(YOUR OBJECTIVE):
Reproduce the material below line for line and word for word, leaving out any pictures.

Coordinate annotation entries
^^^^
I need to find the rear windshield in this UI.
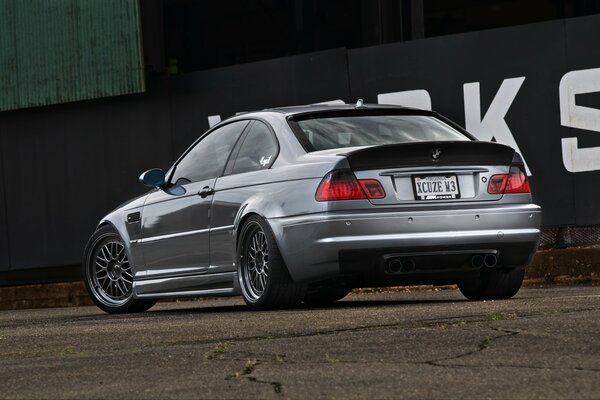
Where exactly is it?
[297,115,470,151]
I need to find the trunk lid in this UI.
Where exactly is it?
[338,141,515,205]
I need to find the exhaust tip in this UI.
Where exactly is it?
[471,254,484,268]
[387,258,403,274]
[483,254,498,268]
[402,258,415,272]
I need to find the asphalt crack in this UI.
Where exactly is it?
[225,360,283,394]
[425,327,519,367]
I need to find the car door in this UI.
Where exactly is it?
[141,121,248,278]
[210,120,279,272]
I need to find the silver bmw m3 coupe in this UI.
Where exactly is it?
[83,104,541,313]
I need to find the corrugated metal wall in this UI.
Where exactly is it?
[0,0,145,111]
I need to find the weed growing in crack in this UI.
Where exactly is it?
[542,310,562,315]
[244,360,258,375]
[479,336,492,349]
[206,342,231,360]
[486,311,517,321]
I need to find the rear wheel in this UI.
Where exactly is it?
[238,216,306,310]
[83,225,156,313]
[458,267,525,300]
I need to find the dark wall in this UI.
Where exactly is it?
[349,16,600,226]
[0,135,10,271]
[559,17,600,225]
[172,49,349,157]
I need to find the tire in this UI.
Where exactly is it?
[82,225,156,313]
[304,286,352,306]
[458,267,525,300]
[237,215,306,310]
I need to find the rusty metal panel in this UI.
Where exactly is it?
[0,0,145,111]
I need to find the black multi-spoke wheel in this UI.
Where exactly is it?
[244,224,269,301]
[238,216,306,310]
[83,226,156,313]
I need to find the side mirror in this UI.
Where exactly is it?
[140,168,165,188]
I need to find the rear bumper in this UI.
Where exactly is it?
[268,204,542,282]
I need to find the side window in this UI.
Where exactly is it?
[171,121,248,184]
[231,121,277,174]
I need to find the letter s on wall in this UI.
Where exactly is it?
[558,68,600,172]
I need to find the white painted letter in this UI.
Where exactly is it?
[463,76,531,175]
[558,68,600,172]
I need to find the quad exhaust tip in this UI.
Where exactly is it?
[471,253,498,268]
[387,258,415,274]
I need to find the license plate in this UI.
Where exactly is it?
[413,175,460,200]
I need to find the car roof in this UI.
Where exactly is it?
[262,103,429,116]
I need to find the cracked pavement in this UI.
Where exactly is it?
[0,285,600,399]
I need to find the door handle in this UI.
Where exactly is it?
[198,186,215,198]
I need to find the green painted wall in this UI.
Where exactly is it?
[0,0,145,111]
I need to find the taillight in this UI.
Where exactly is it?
[488,166,531,194]
[315,170,385,201]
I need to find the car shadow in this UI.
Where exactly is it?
[141,299,468,315]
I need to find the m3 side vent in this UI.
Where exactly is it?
[127,211,140,224]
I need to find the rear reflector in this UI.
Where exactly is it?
^^^^
(SOLUTION TO THE EXERCISE):
I need to find the rear windshield in this UI.
Where exactly is it?
[297,115,470,151]
I need to find the trunk lid in this UI.
Where exactly is it?
[338,141,515,205]
I need to find the exhaust tip in this UI.
Where exactly is it?
[471,254,484,268]
[387,258,403,274]
[483,254,498,268]
[402,258,415,272]
I need to find the asphalt crack in this UI.
Where exactly is it?
[225,360,283,394]
[425,327,519,367]
I need to find the car door in this UI.
Where exactly is it?
[141,121,248,278]
[210,120,279,272]
I need to find the silver bmw m3 coupe in this UI.
Where exactly is it?
[83,104,541,313]
I need to find the corrugated metal wall in this UI.
Where exactly is it?
[0,0,145,111]
I need to find the weed growing in crack in this UI.
Where exactly is it?
[542,310,562,315]
[244,360,258,375]
[479,336,492,349]
[206,342,231,360]
[486,311,517,321]
I need to find the rear wheel in this UI.
Where exactly is it?
[238,216,306,310]
[83,225,156,313]
[458,267,525,300]
I need to find the dark wall in this UI.
Where exactly is it?
[349,16,600,226]
[0,135,10,271]
[559,17,600,225]
[172,49,349,157]
I need to find the tire in this UI.
Where exactly is it?
[82,225,156,313]
[304,286,352,306]
[458,267,525,300]
[237,215,306,310]
I need to find the rusty metal panel in this UI.
Where exactly is it?
[0,0,145,111]
I need to find the black multi-spoke wheel in this UI.
Where exactly is it?
[244,224,269,301]
[238,216,306,310]
[83,226,156,313]
I need to find the side mirror in this UI.
Where exactly is it?
[140,168,165,188]
I need to find the rear bumper in this UI.
Where exactly is it?
[268,204,542,282]
I need to find the side window in this UI.
Where exactly is it?
[171,121,248,184]
[231,121,277,174]
I need to find the letter s on wall in this UI.
Where exactly is it?
[558,68,600,172]
I need to find the white painted letter in this UI.
Where exactly is it?
[463,76,531,175]
[558,68,600,172]
I need to find the quad exhaust tip in this UI.
Where exactly is it?
[471,253,498,268]
[387,258,415,274]
I need to find the license plate in this UI.
Where exactly is it?
[413,175,460,200]
I need to find the car roof in this UI.
Where exactly is it?
[262,103,429,116]
I need to find the cracked pavement in this UI.
Where exactly is it?
[0,285,600,399]
I need to find the door handle in this UI.
Where exactly is it?
[198,186,215,198]
I need to find the green painted wall in this UI.
Where exactly is it?
[0,0,145,111]
I need to find the taillight in this UI.
Where exactly is it?
[488,166,531,194]
[315,170,385,201]
I need to find the car shadow in this UI.
Where exactly is it?
[141,299,468,315]
I need to find the m3 side vent in this UI.
Where exactly is it?
[127,211,140,224]
I need to find the rear reflector in this UI.
Where exactly is it?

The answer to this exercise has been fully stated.